> MATERIAL TO PROCESS
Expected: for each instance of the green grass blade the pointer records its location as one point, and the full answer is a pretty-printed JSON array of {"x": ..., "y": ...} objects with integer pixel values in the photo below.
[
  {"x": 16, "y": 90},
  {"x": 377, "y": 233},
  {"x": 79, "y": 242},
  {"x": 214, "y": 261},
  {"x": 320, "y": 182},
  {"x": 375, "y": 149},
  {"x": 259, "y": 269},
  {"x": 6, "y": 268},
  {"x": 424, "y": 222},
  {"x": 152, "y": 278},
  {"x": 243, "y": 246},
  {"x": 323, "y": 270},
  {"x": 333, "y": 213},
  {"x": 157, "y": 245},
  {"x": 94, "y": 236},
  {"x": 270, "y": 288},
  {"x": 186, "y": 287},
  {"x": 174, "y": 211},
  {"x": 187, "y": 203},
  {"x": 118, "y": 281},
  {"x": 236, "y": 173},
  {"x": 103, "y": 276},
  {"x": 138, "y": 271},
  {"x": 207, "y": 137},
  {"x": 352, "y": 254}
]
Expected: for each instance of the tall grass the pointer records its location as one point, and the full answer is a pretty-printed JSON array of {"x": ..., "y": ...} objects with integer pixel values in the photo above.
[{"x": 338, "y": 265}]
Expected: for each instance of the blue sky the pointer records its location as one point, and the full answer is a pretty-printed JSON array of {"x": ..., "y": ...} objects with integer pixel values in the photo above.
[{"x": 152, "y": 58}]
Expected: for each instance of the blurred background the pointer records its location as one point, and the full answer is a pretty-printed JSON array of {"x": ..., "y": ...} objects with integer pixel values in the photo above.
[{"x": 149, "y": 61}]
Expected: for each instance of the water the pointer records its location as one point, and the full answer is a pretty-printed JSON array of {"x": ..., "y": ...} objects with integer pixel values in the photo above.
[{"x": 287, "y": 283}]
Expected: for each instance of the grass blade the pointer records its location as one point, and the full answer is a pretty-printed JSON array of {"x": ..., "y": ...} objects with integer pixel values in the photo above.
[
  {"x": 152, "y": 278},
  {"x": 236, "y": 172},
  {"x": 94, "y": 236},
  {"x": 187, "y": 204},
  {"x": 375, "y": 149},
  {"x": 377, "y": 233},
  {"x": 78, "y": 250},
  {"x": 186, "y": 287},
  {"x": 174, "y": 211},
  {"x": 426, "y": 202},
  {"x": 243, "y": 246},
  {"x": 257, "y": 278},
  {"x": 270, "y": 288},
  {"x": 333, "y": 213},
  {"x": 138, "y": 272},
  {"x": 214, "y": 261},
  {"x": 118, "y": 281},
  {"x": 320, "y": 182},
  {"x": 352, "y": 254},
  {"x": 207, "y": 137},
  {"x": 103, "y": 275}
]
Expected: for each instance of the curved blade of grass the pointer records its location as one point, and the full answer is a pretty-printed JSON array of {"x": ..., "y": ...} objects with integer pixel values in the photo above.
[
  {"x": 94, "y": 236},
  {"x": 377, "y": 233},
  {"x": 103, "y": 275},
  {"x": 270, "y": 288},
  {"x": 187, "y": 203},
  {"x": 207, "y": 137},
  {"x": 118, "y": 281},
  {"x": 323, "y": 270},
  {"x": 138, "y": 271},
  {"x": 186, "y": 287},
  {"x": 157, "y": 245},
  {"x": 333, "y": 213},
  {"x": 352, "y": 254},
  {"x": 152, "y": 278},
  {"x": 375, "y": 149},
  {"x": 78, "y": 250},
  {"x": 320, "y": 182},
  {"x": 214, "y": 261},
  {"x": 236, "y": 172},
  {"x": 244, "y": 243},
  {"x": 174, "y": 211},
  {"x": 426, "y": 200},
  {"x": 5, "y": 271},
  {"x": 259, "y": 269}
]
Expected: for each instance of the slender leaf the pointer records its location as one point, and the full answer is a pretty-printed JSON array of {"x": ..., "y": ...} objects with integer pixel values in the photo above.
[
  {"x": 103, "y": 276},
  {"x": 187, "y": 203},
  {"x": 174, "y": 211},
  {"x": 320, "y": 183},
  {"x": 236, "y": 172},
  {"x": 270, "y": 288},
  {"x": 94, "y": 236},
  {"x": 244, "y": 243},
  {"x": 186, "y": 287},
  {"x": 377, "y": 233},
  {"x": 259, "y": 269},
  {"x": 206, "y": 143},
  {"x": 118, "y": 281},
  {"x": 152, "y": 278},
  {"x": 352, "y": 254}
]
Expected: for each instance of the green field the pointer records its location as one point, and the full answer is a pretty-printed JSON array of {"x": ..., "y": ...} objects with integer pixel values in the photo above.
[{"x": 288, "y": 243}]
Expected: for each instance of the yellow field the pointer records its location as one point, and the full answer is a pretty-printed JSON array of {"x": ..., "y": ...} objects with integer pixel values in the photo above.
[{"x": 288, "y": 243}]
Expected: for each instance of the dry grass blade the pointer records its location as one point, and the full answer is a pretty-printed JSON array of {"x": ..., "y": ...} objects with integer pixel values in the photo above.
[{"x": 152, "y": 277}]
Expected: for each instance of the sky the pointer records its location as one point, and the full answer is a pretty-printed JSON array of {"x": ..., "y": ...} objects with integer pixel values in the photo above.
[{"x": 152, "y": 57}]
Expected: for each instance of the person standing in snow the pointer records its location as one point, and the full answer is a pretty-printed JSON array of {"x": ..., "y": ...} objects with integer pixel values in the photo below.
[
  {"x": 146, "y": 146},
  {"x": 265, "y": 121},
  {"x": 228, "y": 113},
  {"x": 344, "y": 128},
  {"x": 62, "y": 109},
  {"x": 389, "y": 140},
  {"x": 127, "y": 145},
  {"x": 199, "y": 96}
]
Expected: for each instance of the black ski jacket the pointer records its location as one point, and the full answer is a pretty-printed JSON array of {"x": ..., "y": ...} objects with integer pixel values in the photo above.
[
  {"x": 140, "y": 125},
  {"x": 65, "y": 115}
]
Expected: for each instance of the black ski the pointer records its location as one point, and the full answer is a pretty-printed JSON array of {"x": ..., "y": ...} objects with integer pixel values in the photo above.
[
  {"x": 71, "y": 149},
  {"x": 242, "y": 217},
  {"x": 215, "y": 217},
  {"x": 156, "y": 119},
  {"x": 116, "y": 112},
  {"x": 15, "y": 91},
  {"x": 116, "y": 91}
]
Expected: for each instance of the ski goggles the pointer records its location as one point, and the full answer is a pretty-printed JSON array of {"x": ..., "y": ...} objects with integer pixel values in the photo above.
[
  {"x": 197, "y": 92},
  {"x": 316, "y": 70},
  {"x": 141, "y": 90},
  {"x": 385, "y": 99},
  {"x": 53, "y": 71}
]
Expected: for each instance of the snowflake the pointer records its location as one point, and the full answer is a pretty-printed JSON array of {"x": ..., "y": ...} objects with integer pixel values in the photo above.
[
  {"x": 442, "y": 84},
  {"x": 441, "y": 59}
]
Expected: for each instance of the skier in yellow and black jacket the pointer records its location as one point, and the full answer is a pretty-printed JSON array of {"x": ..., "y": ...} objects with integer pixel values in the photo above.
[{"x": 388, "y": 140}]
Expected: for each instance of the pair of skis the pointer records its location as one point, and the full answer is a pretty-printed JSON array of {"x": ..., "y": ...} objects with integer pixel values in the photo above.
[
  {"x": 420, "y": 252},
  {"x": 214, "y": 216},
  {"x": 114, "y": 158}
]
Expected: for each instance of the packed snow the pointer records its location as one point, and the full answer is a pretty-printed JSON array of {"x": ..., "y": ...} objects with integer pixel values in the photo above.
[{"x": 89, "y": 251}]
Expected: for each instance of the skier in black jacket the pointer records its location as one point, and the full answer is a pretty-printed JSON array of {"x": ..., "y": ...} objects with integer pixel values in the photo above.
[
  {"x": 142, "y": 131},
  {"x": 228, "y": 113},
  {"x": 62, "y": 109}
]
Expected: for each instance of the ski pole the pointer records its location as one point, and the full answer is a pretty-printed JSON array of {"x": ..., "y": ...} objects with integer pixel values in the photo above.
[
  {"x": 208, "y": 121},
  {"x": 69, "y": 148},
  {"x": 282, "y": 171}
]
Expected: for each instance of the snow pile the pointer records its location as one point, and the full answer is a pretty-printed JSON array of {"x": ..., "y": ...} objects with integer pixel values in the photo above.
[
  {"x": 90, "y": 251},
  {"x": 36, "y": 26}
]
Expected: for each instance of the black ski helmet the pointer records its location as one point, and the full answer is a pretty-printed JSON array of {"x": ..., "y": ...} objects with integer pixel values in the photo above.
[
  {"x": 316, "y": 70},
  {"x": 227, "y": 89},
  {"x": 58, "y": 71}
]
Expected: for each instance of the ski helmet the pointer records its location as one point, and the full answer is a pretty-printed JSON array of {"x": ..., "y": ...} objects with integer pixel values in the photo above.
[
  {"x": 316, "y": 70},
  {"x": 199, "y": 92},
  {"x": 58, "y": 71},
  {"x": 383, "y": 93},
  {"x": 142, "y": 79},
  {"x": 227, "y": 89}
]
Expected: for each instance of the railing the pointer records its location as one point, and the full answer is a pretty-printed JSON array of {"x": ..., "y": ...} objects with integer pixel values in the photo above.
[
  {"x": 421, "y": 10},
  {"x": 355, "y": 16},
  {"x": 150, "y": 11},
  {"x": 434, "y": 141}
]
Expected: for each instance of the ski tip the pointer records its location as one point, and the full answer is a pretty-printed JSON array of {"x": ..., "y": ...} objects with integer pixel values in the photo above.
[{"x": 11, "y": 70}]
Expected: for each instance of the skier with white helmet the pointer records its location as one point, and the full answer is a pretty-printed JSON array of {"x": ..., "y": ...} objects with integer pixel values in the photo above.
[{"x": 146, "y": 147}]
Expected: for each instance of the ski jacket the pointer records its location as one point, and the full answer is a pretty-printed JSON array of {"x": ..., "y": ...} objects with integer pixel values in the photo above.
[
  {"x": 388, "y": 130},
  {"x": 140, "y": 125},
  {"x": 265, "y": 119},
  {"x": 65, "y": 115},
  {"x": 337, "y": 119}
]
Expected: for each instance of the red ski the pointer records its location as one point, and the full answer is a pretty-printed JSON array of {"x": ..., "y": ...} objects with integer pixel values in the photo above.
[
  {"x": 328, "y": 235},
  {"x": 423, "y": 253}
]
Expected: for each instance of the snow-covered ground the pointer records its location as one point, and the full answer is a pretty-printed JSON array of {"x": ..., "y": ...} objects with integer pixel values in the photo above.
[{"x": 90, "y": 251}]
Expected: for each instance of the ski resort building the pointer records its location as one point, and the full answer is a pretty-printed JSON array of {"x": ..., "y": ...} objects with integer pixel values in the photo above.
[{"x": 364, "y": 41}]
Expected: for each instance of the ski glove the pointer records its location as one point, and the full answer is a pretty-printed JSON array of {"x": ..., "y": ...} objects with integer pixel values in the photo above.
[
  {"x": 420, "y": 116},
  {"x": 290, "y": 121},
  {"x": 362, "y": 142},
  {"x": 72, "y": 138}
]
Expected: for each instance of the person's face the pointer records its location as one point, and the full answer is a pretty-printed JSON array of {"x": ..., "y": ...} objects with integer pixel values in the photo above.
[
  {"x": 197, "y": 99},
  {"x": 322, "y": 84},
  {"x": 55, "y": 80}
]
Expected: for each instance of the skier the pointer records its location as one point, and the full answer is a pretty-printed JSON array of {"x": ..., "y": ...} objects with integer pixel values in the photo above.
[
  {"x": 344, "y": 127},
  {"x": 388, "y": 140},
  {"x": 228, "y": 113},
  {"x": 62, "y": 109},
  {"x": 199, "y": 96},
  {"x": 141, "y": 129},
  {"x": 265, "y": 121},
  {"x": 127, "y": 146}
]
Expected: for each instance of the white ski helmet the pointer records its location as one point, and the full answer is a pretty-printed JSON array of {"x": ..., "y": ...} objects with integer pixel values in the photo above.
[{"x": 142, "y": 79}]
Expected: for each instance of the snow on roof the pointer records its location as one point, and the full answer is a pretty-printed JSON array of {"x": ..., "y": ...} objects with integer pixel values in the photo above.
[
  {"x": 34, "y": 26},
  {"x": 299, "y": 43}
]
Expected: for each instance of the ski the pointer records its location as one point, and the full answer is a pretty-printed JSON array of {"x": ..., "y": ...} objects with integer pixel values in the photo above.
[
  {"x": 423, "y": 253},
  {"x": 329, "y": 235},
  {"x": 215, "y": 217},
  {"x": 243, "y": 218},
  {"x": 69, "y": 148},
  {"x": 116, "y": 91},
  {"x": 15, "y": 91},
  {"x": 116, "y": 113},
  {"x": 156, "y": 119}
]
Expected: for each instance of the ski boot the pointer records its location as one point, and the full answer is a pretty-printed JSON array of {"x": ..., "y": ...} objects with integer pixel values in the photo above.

> TASK TO COMPLETE
Quote the lines of the listing above that run from the line with "Expected: for each instance of the snow on" through its last line, both included, and nothing else.

> TASK ANSWER
Expected: for each instance of the snow on roof the pointer records its location as one point, and the full answer is a pretty-printed JSON array of {"x": ..., "y": ...} objects with integer pixel values in the photo above.
[
  {"x": 34, "y": 26},
  {"x": 299, "y": 43}
]
Expected: for each instance of the ski the pointer records its location as one point, and the full answer is a pretty-printed JSON array of {"x": ..., "y": ...} objects with integer pixel values in the photo above.
[
  {"x": 423, "y": 253},
  {"x": 329, "y": 235},
  {"x": 215, "y": 217},
  {"x": 243, "y": 218},
  {"x": 69, "y": 148},
  {"x": 116, "y": 91},
  {"x": 15, "y": 91},
  {"x": 116, "y": 113},
  {"x": 156, "y": 119}
]
Expected: for each instance of the ski boot the pointer records its location as one point, and the full answer is a pretty-printed JSON array of {"x": ..., "y": ...} objects with integer pixel values in the photo above.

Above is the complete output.